(Registros de anotação de posição)

----

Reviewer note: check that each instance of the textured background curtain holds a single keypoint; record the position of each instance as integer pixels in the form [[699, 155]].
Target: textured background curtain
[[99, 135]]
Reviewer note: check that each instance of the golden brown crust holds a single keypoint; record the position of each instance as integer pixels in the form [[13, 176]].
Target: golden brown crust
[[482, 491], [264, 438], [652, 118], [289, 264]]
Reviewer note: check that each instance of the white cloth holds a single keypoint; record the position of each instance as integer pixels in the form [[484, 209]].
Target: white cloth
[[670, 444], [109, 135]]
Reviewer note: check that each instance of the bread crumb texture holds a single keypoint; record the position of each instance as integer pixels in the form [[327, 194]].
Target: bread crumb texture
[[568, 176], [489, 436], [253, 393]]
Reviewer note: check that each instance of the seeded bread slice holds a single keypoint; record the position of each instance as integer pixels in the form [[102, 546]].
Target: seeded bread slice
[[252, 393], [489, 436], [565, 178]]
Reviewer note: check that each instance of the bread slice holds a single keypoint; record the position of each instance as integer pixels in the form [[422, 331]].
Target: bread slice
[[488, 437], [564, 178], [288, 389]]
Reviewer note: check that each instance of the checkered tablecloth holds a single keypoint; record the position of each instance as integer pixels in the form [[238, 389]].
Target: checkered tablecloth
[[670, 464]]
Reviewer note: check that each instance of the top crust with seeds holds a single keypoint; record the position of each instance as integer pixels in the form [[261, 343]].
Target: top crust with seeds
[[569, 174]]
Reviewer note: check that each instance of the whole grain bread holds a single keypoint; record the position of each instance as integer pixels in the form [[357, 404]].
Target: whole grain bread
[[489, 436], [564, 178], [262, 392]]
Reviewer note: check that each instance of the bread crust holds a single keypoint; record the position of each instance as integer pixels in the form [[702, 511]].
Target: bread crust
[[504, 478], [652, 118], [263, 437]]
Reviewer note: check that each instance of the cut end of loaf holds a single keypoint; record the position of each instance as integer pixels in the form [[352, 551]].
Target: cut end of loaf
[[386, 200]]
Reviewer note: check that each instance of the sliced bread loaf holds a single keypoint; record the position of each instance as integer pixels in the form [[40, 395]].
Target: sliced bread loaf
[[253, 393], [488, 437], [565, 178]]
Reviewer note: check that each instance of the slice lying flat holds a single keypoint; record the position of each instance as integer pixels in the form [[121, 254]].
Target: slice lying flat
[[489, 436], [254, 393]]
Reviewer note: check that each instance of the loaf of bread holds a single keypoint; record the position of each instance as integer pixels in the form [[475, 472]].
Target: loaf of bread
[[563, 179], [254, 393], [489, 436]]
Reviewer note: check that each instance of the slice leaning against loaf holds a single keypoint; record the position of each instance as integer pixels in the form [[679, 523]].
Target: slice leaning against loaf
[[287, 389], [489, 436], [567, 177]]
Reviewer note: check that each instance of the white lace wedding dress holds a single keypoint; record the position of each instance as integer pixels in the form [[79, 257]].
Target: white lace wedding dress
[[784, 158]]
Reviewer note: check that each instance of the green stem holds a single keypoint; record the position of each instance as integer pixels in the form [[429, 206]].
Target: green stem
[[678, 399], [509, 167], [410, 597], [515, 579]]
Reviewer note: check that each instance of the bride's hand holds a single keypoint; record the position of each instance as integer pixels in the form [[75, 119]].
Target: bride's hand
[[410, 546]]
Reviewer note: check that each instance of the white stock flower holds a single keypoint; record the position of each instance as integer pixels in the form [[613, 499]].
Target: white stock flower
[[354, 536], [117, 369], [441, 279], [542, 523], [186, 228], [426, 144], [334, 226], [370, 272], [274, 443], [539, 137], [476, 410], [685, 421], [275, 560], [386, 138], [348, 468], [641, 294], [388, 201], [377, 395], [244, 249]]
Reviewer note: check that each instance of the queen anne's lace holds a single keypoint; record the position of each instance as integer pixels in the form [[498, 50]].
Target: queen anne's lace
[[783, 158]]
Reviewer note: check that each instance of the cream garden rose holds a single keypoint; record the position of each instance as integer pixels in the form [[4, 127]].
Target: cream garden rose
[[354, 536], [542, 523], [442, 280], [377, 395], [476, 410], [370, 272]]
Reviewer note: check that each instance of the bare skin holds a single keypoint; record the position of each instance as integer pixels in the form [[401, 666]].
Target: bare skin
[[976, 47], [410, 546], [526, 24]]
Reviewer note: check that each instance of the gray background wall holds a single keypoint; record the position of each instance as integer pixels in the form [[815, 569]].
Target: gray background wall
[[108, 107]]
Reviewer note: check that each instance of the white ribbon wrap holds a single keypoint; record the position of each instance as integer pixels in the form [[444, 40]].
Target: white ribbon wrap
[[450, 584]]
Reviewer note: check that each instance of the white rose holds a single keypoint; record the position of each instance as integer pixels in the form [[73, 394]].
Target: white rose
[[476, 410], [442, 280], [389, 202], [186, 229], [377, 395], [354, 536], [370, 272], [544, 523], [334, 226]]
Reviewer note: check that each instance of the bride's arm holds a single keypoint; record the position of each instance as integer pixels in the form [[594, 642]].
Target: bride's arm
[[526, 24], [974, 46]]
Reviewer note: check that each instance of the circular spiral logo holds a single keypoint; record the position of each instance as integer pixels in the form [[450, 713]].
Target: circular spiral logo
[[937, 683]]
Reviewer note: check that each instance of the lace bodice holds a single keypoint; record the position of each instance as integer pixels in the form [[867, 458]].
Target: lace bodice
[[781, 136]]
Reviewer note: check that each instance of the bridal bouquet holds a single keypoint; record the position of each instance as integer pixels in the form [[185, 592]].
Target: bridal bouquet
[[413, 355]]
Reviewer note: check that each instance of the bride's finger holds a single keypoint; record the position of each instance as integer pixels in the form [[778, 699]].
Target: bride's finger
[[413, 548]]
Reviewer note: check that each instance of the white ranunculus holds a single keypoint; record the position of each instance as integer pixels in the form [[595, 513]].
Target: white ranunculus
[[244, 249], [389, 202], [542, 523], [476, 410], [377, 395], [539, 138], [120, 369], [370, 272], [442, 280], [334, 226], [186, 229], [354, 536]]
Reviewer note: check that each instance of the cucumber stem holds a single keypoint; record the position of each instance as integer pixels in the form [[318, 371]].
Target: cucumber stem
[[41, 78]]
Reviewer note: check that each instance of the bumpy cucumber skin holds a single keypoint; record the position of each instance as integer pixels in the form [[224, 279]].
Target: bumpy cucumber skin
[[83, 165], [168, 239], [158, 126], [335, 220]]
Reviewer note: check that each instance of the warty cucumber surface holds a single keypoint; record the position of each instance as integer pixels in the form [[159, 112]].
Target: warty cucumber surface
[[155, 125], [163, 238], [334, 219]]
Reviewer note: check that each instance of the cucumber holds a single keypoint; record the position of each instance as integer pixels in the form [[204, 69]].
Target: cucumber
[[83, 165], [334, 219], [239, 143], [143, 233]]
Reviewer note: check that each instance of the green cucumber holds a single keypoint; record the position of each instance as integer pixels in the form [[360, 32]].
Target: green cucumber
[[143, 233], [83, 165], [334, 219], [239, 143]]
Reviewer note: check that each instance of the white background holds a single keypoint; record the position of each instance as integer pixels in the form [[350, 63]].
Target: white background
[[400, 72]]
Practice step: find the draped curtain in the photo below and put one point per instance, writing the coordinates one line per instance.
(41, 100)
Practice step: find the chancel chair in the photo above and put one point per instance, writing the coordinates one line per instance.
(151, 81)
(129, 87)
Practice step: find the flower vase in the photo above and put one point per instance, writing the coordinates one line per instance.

----

*Instruções do exercício:* Troque "Reviewer note" por "Annotator note" em todos os itens acima e reescreva-os sem mudar mais nada.

*Resposta da tarefa:*
Annotator note: check that each instance of the textured background curtain holds a single keypoint; record the position of each instance as integer pixels in the form [[699, 155]].
Target: textured background curtain
[[99, 135]]
Annotator note: check that each instance of the golden brown crust holds a single keypoint; record the position of each instance as integer pixels in the form [[13, 176]].
Target: golden brown crust
[[482, 491], [264, 438], [652, 118], [289, 264]]
Annotator note: check that each instance of the white cloth holds a single keypoint; record the position of each instance as integer pixels in the form [[484, 209]].
Target: white cloth
[[670, 444], [109, 135]]
Annotator note: check that each instance of the bread crumb texture holds a single keypoint; record the position of each instance as integer pixels in the form [[327, 194]].
Target: bread crumb texture
[[568, 176], [489, 436], [253, 393]]
Annotator note: check that each instance of the seeded bread slice holds a single keypoint; record the position of each instance as integer pixels in the form [[102, 546]].
Target: seeded bread slice
[[252, 393], [489, 436], [565, 178]]
Annotator note: check that each instance of the bread slice holds a single keypoint; record the position of each instance as integer pixels in the form [[422, 331]].
Target: bread slice
[[488, 437], [564, 178], [288, 389]]
Annotator note: check that each instance of the checkered tablecloth holds a single keypoint; record the position of each instance as integer pixels in the form [[238, 389]].
Target: checkered tablecloth
[[670, 464]]
Annotator note: check that each instance of the top crust with seeds holds a single keypoint; record the position of each instance as integer pixels in the form [[261, 343]].
Target: top crust with seeds
[[569, 174]]
Annotator note: check that each instance of the whole grain bread holds a single keypoint; record the position of each instance as integer pixels in the form [[357, 404]].
Target: whole grain bread
[[489, 436], [564, 178], [262, 392]]
Annotator note: check that each instance of the bread crust holds a single keypoint; record the position of each instance as integer pixels in the form [[702, 511]].
Target: bread crust
[[504, 478], [652, 118], [263, 437]]
Annotator note: check that each instance of the cut end of loaf holds a single keypoint; record the position of each instance as integer pixels in the form [[352, 551]].
Target: cut end of loaf
[[386, 200]]
Annotator note: check that each instance of the sliced bread loaf holds a single keypoint; record the position of each instance as integer pixels in the form [[40, 395]].
Target: sliced bread loaf
[[253, 393], [488, 437], [565, 178]]
Annotator note: check that each instance of the slice lying flat holds a single keypoint; record the position of each instance as integer pixels in the form [[121, 254]].
Target: slice lying flat
[[489, 436], [254, 393]]
Annotator note: check that each instance of the loaf of bread holds a single keypoint; record the position of each instance as integer pixels in the form [[475, 472]].
Target: loaf of bread
[[563, 179], [254, 393], [489, 436]]
Annotator note: check that each instance of the slice leaning against loaf holds a single keypoint; record the position of each instance as integer pixels in the form [[679, 523]].
Target: slice leaning against loaf
[[287, 389], [489, 436], [567, 177]]
Annotator note: check that each instance of the white lace wedding dress holds a single keypoint; record the position of each instance as integer pixels in the form [[79, 257]].
Target: white lace wedding dress
[[784, 158]]
Annotator note: check that each instance of the green stem holds a single keypoint; record the position of each instance as integer pixels in the form [[429, 206]].
Target: green stem
[[678, 399], [509, 167], [410, 597], [515, 579]]
Annotator note: check that each instance of the bride's hand holds a single keypoint; record the position of each instance as integer pixels in the form [[75, 119]].
Target: bride's hand
[[410, 546]]
Annotator note: check that each instance of the white stock flower holds a single keypoint; record the position of each instance as integer pixels in the form [[613, 499]].
Target: white stock flower
[[354, 536], [117, 369], [441, 279], [542, 523], [186, 228], [426, 144], [334, 226], [370, 272], [274, 443], [539, 137], [476, 410], [685, 421], [275, 560], [386, 138], [348, 468], [641, 294], [388, 201], [377, 395], [244, 249]]
Annotator note: check that each instance of the queen anne's lace holds a single keypoint; record the position of each instance as integer pixels in the form [[498, 50]].
Target: queen anne's lace
[[783, 158]]
Annotator note: check that each instance of the cream garden rose holds a single keypoint; record the position of each instance as integer pixels in the form [[4, 127]].
Target: cream garden rose
[[354, 536], [542, 523], [442, 280], [377, 395], [476, 410], [370, 272]]
Annotator note: check that each instance of the bare skin holds a single keypoint; record the position of each instance as integer pixels in the form [[401, 666]].
Target: bare skin
[[976, 47], [410, 546], [526, 24]]
Annotator note: check that each instance of the gray background wall holds a single keypoint; record the position of each instance as integer pixels in the form [[815, 569]].
Target: gray background wall
[[108, 107]]
Annotator note: check that each instance of the white ribbon wrap holds a single keypoint; record the position of each instance as integer pixels in the form [[444, 40]].
Target: white ribbon wrap
[[450, 584]]
Annotator note: check that each instance of the white rose holds a single keypoint; record the position of each instance as integer pixels in the form [[73, 394]].
Target: white rose
[[476, 410], [442, 280], [389, 202], [186, 229], [377, 395], [354, 536], [370, 272], [544, 523], [334, 226]]
Annotator note: check that each instance of the bride's arm holds a single keypoint; record the position of each instance as integer pixels in the form [[594, 642]].
Target: bride's arm
[[526, 24], [974, 46]]
Annotator note: check that each instance of the circular spiral logo holds a single keypoint; record the position of each instance as integer pixels in the form [[450, 713]].
Target: circular spiral logo
[[937, 683]]
Annotator note: check that each instance of the lace bodice holds a single keypoint; record the position of each instance as integer pixels in the form [[867, 458]].
Target: lace bodice
[[781, 136]]
Annotator note: check that each instance of the bridal bouquet holds a single keypoint; record the position of each instance as integer pixels in the form [[185, 592]].
Target: bridal bouquet
[[413, 355]]
Annotator note: check that each instance of the bride's finger holds a single keypoint; record the position of each instance as integer pixels in the form [[778, 699]].
Target: bride's finger
[[413, 548]]
Annotator note: check that each instance of the white ranunculus holds a single keypoint; record the position of each instance as integer pixels in the form [[595, 513]].
Target: white ranunculus
[[244, 249], [389, 202], [542, 523], [476, 410], [377, 395], [539, 138], [120, 369], [370, 272], [442, 280], [334, 226], [186, 229], [354, 536]]
Annotator note: check that each instance of the cucumber stem holds a single keypoint; record the position of each instance as integer pixels in the form [[318, 371]].
Target: cucumber stem
[[41, 78]]
Annotator note: check that each instance of the bumpy cucumber skin holds a single keypoint; record the position of each instance as integer pixels in the form [[224, 279]].
Target: bumpy cucumber skin
[[83, 165], [168, 239], [158, 126], [335, 220]]
Annotator note: check that each instance of the warty cucumber surface holds a single keypoint; record the position of each instance as integer pixels in the form [[159, 112]].
Target: warty cucumber surface
[[155, 125], [163, 238], [334, 219]]
Annotator note: check that each instance of the cucumber holds a single keypoint; record the position of each instance as integer pixels in the form [[204, 69]].
Target: cucumber
[[83, 165], [334, 219], [239, 143], [143, 233]]
Annotator note: check that each instance of the green cucumber holds a single keypoint; record the position of each instance as integer pixels in the form [[360, 32]].
Target: green cucumber
[[143, 233], [83, 165], [334, 219], [239, 143]]
Annotator note: check that each instance of the white background holds a single keypoint; record the position of each instance as integer pixels in the form [[350, 63]].
Target: white background
[[400, 72]]
Practice step: find the draped curtain in the photo below and put one point per instance, writing the coordinates one line per instance.
(41, 100)
Practice step: find the chancel chair in the photo above and put one point per instance, writing the coordinates one line per instance.
(151, 81)
(129, 87)
Practice step: find the flower vase in the photo above and put one point per instance, writing the coordinates one line per instance.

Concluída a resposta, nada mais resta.